**Written task**
Reproduce the items below word for word, starting at the line that contains "For the benchmark, pin each instance of the window" and continuing down through the end of the items. Omit the pictures from your answer.
--- START OF Material ---
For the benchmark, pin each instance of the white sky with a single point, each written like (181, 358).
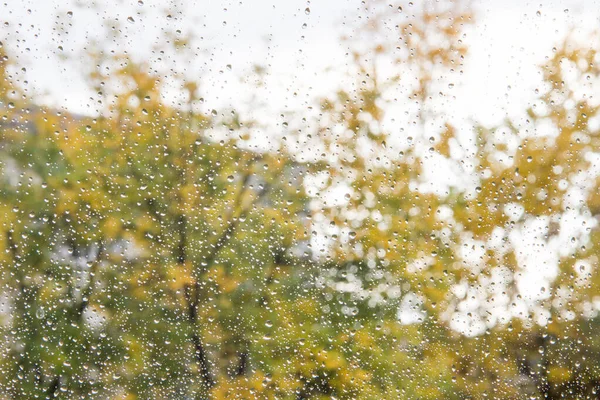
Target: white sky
(508, 41)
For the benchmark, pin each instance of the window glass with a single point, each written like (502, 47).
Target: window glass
(299, 200)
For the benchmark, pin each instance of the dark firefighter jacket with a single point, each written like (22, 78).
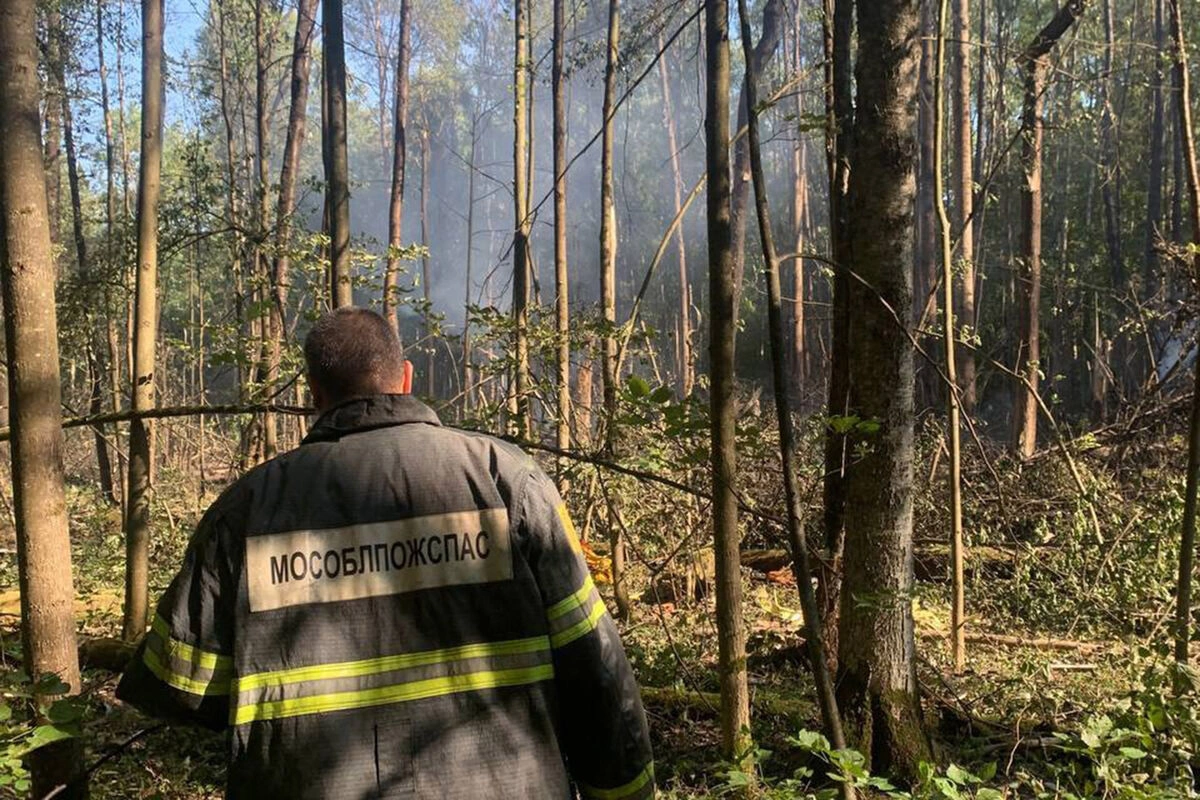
--- END OF Material ---
**Reply to the exercise**
For the benchmark, pin each instance of the window glass with a single point, each written like (502, 47).
Target: window glass
(299, 200)
For the benchmark, pin each instance of the dark firefighter jacket with a single point, each written like (22, 78).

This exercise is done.